*BRIEF A*.
Answer these questions from the study text:
(i) How many providers in all were subjects in the study?
(ii) Within how many minutes of the first evaluation were the research assistants told to encourage the second provider to do his or her evaluation?
(iii) What database program were the results entered into?
*BRIEF B*.
Retype the part of the study text that opens with the words containing "The level of" and closes with "Santa Clara, CA).".

*TEXT SECTION*.
___

We conducted a cross sectional observational study of inter-rater reliability performed in accordance with the guidelines for reporting reliability and agreement studies (Kottner et al., 2011). The study was approved by Kern Medical Center institutional review board (IRB) (approval #10032). Our IRB did not require written consent from our healthcare providers.


The study was performed at a county hospital teaching emergency department (ED) with emergency medicine residency.


The subjects were 9 board-eligible or certified general emergency medicine physicians, a pediatric emergency physician, three mid-level providers and 21 residents for a total of 34 providers. The patients in the study were children aged less than 24 months who presented to the ED with a chief complaint of fever, or a rectal temperature of at least 38 °C at triage.


Eligible patients were identified by research assistants (RA) or physician investigators. RA coverage was typically available 12–16 h a day, seven days a week including at night and holidays. We enrolled a convenience sample between February 2012 and April 2013 inclusive. Enrollment could be performed only when trained research staff or investigators were immediately available. RAs identified potentially eligible patients based on their presenting complaint recorded at triage. The RA obtained verbal consent from the parents and provided the parents with informational brochure describing the study in lieu of written consent. After this the RA waited with the patient until the provider arrived to see the patient.

This provider was identified as the first rater. The provider was asked then handed his/her datasheet and asked provide their immediate ‘gestalt’ assessment of whether they felt the child was ‘ill’ or ‘not ill’ appearing or if the provider was ‘unsure’. The provider was then asked to complete their physical examination and again answer whether they felt the child was ‘ill’ or ‘not ill’ appearing or if the provider was ‘unsure’. The provider was not allowed to change their original assessment following the examination. The examination to be performed was not prescribed, rather, physicians were asked to complete the physical examination they would normally do for this child.

The RA then identified a second provider. When doing this the RAs were instructed to approach the first available other provider. This was to prevent bias that could occur if RAs were allowed to choose providers who they found more approachable. The process was repeated for the second provider. Neither provider was allowed see the other’s data sheet or discuss the case prior to the second evaluation.

The RAs were instructed to encourage the second provider perform his or her evaluation within 10 min of the first. Because this would often not be possible we recorded the time each evaluation was started for later sensitivity analysis. We did not record the amount of time each provider took to complete their evaluation to allay possible provider concerns that such information might be re-used in other ways. We also recorded if antipyretics were given prior to the first rater’s evaluation or between the first and second raters’ evaluations.

The level of training of each provider was recorded by the RA. The final disposition and diagnosis was recorded by the RA at the end of the patient’s ED visit. The data were recorded on two data forms, one for each provider. RAs timed the data sheets and entered the results into a customized database (Filemaker Pro, Santa Clara, CA).

We performed an initial pilot implementation. Based on this pilot experience the providers were provided with the following guidance: ‘If you feel a child is ‘ill appearing’ some intervention, for example: laboratory or radiology testing, or reevaluation following antipyretics and observation, should occur prior to discharge from the ED. If you are uncertain whether the child is either ‘ill’ or ‘not ill appearing’ then ‘unsure’ is the appropriate category’. No more specific guidance than this was provided. The pilot phase also led to strict research assistant (RA) procedures to ensure that the two providers could not confer on a case until after both data collection forms had been seized. Data from the pilot implementation period were not included in the analysis.

___

*DATA SUPPLIED*.
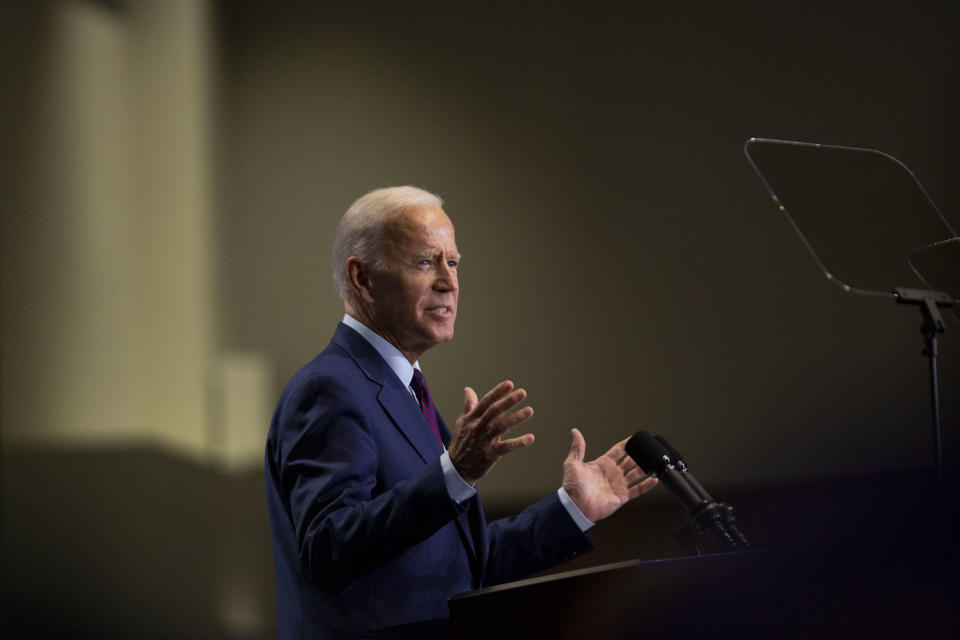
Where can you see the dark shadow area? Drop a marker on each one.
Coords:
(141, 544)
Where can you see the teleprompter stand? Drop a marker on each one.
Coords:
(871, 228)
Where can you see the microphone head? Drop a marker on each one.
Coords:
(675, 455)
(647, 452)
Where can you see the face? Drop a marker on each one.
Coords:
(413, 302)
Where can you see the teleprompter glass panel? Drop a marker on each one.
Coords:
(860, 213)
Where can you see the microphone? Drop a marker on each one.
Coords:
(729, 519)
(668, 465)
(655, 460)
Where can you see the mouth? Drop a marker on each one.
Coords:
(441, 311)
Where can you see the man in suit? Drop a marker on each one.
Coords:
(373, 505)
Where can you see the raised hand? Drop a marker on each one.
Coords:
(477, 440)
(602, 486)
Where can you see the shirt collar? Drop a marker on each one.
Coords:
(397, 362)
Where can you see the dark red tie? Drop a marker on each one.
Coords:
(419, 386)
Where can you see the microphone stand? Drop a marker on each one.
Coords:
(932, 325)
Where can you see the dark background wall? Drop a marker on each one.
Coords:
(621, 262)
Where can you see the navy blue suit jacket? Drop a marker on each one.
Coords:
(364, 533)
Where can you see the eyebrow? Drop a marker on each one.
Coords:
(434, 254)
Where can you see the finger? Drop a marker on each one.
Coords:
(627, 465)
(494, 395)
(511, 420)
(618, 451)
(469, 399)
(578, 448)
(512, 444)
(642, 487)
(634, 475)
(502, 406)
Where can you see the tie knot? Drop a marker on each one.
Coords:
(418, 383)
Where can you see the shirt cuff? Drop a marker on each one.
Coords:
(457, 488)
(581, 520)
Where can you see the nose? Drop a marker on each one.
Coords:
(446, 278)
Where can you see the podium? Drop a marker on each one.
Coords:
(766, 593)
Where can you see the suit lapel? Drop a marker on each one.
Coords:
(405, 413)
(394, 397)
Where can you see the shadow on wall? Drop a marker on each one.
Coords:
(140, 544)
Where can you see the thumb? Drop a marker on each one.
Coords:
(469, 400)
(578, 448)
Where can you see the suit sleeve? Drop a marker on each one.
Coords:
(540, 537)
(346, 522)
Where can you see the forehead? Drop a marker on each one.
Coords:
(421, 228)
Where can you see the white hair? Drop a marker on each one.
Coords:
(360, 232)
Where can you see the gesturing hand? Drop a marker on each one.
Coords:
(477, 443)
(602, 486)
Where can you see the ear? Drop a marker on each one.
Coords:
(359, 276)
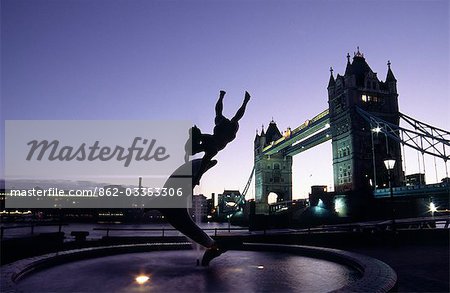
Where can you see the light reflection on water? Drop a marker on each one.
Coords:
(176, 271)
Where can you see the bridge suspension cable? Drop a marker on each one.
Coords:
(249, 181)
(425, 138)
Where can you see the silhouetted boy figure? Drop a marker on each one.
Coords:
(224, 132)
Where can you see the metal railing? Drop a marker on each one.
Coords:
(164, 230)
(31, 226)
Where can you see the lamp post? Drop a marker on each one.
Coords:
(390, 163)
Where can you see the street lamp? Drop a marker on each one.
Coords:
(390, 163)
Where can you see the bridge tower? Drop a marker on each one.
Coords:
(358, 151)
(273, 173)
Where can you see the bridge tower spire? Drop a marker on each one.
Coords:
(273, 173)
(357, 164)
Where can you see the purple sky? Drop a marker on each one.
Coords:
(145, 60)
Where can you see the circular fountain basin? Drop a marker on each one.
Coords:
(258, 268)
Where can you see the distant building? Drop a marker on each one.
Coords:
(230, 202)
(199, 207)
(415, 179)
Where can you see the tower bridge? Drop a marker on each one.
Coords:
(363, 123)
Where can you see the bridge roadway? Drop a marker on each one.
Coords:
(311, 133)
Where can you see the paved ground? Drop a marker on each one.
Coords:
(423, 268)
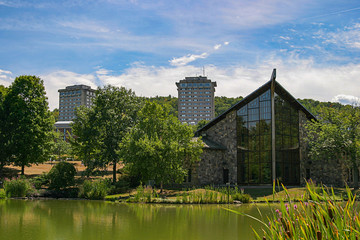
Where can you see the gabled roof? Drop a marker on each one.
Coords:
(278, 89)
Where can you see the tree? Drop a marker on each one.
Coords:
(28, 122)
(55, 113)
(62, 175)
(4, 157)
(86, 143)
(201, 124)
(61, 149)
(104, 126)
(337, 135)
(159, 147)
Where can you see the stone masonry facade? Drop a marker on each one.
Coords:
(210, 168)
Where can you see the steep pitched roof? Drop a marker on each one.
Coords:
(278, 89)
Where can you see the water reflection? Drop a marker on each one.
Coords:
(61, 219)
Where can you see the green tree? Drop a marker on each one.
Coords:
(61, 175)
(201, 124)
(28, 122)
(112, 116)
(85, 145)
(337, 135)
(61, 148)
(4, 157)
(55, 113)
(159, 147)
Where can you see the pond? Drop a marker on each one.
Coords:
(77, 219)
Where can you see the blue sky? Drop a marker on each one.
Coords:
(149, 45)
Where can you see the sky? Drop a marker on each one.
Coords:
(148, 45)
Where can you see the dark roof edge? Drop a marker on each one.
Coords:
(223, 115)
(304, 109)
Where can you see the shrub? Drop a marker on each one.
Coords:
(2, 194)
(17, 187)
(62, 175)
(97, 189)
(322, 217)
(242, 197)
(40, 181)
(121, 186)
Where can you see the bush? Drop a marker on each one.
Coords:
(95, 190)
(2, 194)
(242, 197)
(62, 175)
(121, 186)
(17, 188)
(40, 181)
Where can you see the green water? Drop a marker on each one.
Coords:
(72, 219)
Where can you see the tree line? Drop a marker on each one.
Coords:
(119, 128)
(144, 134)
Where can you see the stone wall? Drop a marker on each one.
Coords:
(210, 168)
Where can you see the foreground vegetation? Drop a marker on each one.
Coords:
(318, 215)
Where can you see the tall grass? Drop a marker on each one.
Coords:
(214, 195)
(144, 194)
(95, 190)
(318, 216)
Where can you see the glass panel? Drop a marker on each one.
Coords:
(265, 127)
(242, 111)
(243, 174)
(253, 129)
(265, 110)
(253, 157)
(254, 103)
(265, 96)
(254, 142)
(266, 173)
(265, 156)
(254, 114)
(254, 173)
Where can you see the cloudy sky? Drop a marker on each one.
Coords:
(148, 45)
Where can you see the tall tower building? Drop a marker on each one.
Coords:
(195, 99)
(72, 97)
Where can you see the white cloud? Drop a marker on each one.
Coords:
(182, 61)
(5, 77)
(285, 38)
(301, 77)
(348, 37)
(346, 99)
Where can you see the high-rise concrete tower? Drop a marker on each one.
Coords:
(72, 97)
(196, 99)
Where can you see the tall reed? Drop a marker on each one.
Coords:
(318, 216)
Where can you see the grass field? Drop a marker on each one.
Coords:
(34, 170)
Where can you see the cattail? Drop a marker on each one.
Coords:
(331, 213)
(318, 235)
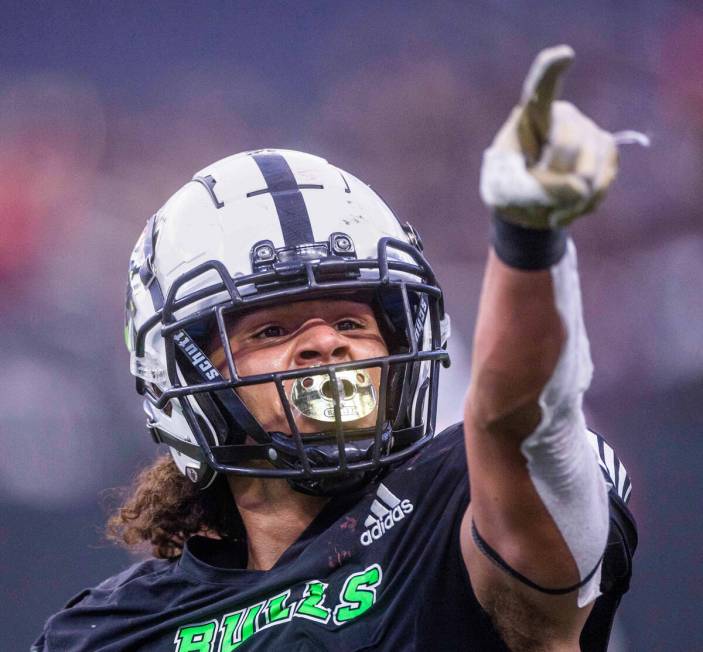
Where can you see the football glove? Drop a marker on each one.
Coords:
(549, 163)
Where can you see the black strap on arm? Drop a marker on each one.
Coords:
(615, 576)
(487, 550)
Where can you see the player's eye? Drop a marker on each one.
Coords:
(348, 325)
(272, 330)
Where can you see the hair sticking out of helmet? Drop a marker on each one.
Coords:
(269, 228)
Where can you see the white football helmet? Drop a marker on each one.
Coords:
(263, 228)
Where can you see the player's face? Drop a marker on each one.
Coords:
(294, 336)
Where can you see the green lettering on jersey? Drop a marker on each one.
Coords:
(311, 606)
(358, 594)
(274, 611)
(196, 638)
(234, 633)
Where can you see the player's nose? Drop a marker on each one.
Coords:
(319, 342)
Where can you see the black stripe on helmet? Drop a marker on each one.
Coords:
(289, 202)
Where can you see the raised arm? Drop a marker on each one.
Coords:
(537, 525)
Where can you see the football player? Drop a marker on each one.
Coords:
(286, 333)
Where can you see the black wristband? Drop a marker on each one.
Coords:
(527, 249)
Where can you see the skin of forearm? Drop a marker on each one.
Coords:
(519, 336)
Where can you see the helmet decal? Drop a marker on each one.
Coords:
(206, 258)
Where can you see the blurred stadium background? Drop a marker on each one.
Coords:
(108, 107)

___

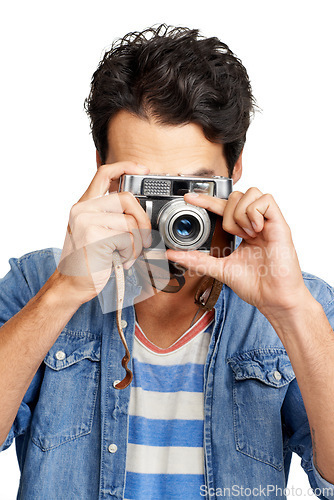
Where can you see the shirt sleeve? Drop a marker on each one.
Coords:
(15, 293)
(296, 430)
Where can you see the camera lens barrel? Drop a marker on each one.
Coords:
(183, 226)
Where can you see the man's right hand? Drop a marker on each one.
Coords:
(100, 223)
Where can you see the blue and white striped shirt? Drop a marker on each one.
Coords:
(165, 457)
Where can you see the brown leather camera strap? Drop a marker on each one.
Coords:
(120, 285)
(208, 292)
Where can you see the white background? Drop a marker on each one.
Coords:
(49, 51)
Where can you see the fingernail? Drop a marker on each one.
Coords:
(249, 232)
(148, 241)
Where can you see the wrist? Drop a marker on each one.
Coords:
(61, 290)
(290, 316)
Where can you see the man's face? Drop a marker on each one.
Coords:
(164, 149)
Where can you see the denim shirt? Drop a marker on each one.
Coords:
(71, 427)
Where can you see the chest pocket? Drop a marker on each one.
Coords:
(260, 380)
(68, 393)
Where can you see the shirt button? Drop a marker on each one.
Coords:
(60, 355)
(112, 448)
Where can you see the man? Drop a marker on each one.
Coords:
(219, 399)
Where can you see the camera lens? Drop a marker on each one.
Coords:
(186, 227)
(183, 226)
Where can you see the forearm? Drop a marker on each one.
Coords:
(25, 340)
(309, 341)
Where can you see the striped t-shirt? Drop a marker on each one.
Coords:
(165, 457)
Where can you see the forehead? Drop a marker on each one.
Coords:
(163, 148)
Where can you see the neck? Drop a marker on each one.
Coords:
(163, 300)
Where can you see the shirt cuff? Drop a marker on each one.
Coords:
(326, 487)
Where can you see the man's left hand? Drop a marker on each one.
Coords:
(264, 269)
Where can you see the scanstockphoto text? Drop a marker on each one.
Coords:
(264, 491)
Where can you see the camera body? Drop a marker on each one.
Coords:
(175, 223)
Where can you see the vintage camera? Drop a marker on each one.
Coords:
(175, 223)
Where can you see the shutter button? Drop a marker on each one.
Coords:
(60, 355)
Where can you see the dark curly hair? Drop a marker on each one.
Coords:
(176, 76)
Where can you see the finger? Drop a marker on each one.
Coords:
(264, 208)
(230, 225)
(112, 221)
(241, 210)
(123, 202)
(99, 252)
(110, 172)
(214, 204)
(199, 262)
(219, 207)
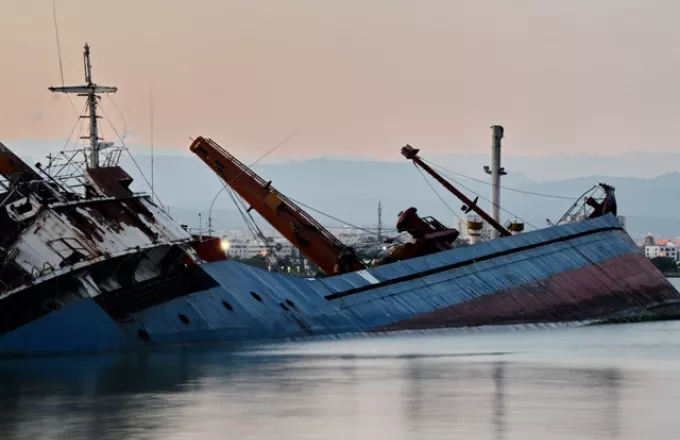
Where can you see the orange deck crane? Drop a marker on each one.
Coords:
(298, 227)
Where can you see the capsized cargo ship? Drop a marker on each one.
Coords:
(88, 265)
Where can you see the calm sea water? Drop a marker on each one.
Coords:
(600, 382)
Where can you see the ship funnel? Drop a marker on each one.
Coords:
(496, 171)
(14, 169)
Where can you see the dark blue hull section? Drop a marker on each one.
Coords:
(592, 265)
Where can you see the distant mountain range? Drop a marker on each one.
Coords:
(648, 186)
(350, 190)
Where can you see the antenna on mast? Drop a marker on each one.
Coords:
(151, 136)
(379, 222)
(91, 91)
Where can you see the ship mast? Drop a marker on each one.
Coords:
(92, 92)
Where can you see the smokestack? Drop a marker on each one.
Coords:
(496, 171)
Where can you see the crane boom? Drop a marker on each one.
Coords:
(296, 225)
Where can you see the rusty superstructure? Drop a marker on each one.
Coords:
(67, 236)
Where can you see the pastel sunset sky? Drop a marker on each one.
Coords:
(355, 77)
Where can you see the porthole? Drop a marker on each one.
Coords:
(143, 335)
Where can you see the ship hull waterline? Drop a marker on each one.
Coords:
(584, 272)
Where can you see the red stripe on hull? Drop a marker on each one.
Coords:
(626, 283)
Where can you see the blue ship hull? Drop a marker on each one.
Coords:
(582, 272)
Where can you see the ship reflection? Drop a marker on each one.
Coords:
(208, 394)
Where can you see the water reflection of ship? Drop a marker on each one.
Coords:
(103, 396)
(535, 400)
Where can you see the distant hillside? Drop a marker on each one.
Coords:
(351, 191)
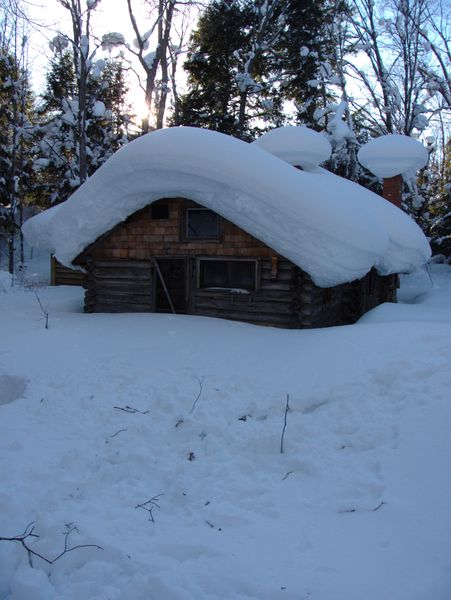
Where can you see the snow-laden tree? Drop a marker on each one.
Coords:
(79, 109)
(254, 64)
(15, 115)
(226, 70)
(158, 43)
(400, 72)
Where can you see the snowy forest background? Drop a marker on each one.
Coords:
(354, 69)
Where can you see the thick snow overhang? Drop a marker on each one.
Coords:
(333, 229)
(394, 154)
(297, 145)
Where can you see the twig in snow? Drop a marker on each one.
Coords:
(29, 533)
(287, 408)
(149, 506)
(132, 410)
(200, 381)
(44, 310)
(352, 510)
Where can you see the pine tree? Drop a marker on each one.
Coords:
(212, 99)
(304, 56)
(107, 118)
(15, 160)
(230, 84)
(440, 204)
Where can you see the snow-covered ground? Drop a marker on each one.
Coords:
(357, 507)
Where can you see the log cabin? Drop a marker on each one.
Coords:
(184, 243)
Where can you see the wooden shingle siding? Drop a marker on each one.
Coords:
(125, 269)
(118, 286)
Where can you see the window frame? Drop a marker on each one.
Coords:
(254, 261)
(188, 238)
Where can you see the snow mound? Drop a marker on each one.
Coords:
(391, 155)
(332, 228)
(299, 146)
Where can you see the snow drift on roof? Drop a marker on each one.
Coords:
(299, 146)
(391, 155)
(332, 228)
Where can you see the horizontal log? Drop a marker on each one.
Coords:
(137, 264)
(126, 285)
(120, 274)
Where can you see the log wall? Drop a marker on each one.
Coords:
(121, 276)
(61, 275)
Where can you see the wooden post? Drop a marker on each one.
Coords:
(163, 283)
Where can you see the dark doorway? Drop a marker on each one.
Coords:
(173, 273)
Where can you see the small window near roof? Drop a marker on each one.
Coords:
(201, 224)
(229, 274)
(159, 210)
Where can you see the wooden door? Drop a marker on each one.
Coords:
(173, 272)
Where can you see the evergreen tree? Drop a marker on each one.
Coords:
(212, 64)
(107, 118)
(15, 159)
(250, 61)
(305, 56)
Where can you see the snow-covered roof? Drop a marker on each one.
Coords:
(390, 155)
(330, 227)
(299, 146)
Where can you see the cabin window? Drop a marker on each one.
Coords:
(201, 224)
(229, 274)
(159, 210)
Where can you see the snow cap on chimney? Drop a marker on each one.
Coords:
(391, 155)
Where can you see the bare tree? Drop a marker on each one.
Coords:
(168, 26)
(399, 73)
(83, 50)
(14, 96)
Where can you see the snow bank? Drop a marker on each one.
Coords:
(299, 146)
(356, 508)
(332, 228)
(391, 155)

___

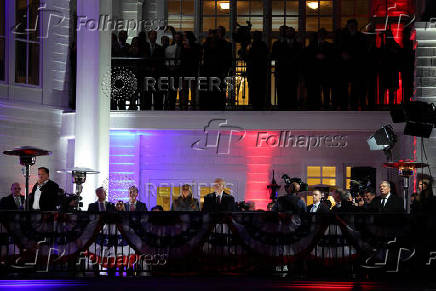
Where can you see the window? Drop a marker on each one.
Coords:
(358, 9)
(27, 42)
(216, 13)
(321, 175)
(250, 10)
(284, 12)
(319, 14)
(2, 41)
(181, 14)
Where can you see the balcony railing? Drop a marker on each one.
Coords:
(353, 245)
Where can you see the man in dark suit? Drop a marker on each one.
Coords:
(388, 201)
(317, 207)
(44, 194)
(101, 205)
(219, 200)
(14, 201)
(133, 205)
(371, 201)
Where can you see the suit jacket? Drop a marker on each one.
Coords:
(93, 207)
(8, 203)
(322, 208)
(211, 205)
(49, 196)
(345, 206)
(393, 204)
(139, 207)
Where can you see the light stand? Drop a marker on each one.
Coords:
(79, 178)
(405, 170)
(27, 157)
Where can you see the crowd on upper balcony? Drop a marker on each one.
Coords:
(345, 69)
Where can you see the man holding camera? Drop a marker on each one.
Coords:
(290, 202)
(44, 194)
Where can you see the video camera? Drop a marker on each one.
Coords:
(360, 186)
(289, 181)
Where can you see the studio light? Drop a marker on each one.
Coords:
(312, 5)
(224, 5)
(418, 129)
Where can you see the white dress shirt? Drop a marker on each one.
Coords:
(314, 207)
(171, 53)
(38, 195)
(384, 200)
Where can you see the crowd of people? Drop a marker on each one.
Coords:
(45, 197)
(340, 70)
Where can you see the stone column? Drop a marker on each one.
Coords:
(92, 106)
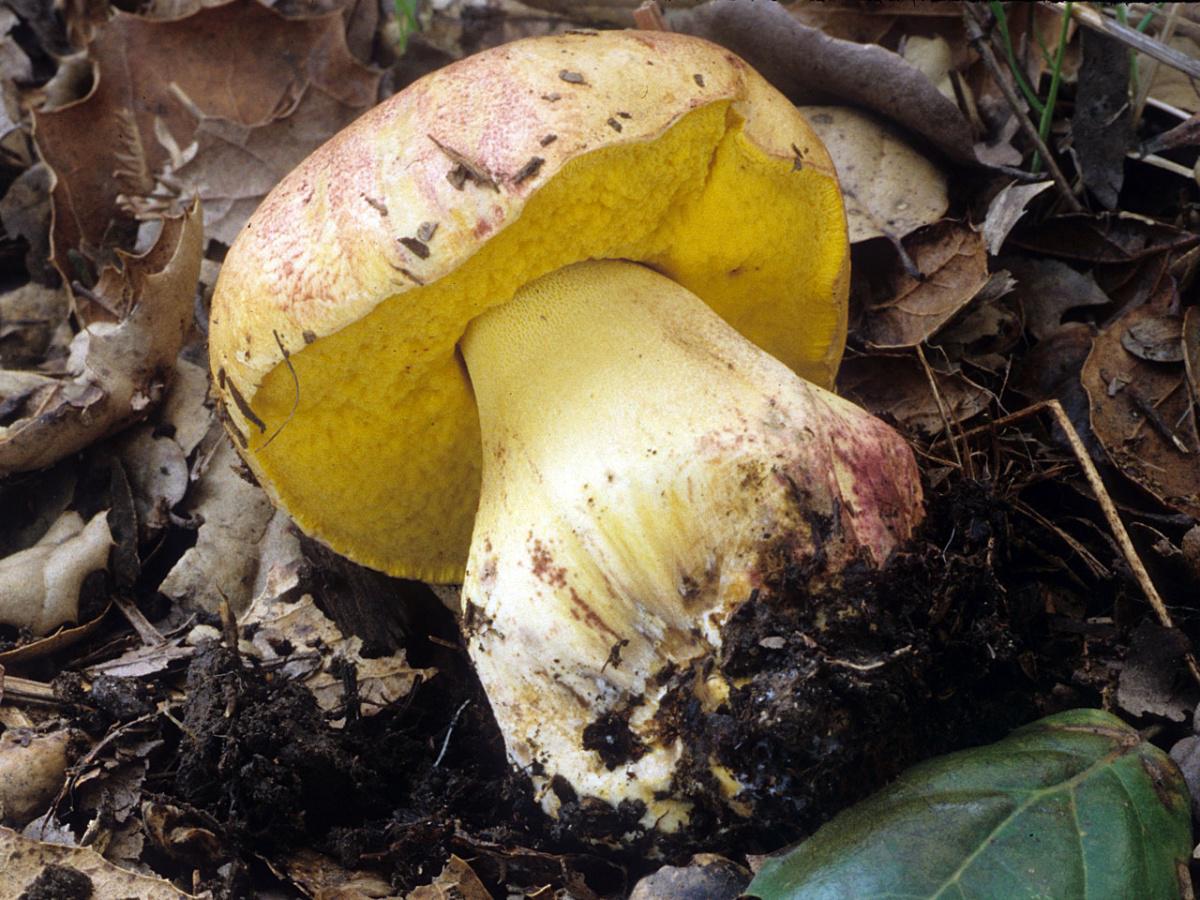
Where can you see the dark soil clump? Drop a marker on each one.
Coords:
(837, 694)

___

*ANSWER SECTION A*.
(i) 34
(ii) 10 minutes
(iii) Filemaker Pro

*ANSWER SECTION B*.
The level of training of each provider was recorded by the RA. The final disposition and diagnosis was recorded by the RA at the end of the patient’s ED visit. The data were recorded on two data forms, one for each provider. RAs timed the data sheets and entered the results into a customized database (Filemaker Pro, Santa Clara, CA).